-- Begin --

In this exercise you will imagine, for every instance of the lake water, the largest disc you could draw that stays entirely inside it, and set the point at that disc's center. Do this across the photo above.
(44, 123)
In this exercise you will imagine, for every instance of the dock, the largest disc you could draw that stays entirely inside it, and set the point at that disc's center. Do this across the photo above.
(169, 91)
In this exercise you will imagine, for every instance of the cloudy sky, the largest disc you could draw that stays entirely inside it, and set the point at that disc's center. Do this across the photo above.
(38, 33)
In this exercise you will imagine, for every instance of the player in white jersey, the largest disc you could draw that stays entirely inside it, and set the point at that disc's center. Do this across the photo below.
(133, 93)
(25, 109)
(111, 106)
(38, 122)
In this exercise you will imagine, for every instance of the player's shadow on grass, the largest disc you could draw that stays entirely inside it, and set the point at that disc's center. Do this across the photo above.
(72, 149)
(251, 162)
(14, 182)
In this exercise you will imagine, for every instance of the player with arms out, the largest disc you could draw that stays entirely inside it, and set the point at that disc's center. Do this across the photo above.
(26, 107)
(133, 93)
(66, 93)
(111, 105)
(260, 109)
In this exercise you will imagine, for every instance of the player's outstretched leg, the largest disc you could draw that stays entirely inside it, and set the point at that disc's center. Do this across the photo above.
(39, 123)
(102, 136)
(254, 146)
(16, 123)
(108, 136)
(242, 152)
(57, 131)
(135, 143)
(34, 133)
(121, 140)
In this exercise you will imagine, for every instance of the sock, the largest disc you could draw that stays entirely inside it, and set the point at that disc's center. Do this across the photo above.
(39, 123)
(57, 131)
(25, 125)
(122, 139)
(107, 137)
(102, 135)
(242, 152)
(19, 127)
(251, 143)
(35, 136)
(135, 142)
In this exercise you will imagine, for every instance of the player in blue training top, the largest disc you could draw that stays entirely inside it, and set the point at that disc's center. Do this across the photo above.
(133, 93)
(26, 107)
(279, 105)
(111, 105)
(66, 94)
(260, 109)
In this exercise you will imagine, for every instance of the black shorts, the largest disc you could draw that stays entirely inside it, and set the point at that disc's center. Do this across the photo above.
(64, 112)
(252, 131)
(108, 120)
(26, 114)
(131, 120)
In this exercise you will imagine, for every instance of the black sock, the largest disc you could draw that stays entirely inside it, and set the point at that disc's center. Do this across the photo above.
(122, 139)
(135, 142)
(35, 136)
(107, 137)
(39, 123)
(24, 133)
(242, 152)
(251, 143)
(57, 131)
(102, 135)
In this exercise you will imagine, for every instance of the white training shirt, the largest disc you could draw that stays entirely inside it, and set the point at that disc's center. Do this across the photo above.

-- End --

### Problem to work on
Reproduce the full listing exactly.

### Answer in full
In this exercise you will imagine, for every instance of the lake water, the largest disc you could draw that stays entirely inside it, and set the point at that disc's center. Do this across the photo above.
(44, 123)
In this exercise you will imagine, for every instance of the dock, the largest disc you could draw that stays entirely inside it, and set the point at that disc's center. Do this across the photo above.
(169, 91)
In this exercise you will imagine, for every instance of the cloudy sky, the largest disc you could draw that stays entirely inside it, and set the point at that disc's center. Do this across the photo above.
(38, 33)
In this exercise you will imagine, for every instance of the player in white jersey, the largest disc you could draw that stays entirely inside it, and set the point at that disc's center. Do this across the photo below.
(133, 93)
(25, 109)
(111, 106)
(38, 122)
In this exercise you will imagine, for every instance of the player's shadow on grass, the largest disc you could draw that stays entirely inside it, and set the point at that disc's center. Do this across the photo above.
(72, 149)
(251, 162)
(14, 182)
In this exercise you will imagine, for every instance of the player with arms out, the largest disc you could draw that stays entirely inside it, and set the point at that disc's center. Do this across the photo above.
(26, 107)
(133, 93)
(66, 93)
(111, 105)
(260, 109)
In this exercise you will imagine, for every instance of the player's outstretched leg, the largest disc you could draw that stays entirely inside it, and set the point at that disc's center. Do this across the photo above.
(39, 123)
(102, 136)
(254, 146)
(16, 123)
(108, 136)
(242, 152)
(57, 131)
(135, 143)
(34, 133)
(121, 140)
In this exercise you will imagine, for every instance of the sock, the largest disc you could draw that stays entirely inside it, and set the point at that disc's center. Do this across the photo above.
(39, 123)
(57, 131)
(25, 125)
(122, 139)
(107, 137)
(102, 135)
(242, 152)
(19, 127)
(251, 143)
(35, 136)
(135, 142)
In this exercise you will imagine, for every instance of the player in blue training top, the largest disc you could draw that stays entirely inside it, and set the point at that disc's center. Do this across the photo above.
(133, 93)
(26, 107)
(279, 105)
(111, 105)
(66, 94)
(260, 109)
In this exercise you will imagine, for every instance of the black shorts, the largest disc you could draw that stays entirely inside it, and set the point at that disc's center. Do this across the photo above.
(64, 112)
(252, 131)
(108, 120)
(26, 114)
(131, 120)
In this exercise you will imagine, for every instance of the black sock, the largest disc you could draw that stays entirely inside it, and set the point at that disc's center. Do this across the photo above.
(122, 139)
(135, 142)
(35, 136)
(107, 137)
(39, 123)
(24, 133)
(242, 152)
(251, 143)
(57, 131)
(102, 135)
In this exercise you will imagine, for every instance of the white training shirt, the largest disc you could draw that stays entirely inside it, and set the point at that disc's center. Do this across the photo above.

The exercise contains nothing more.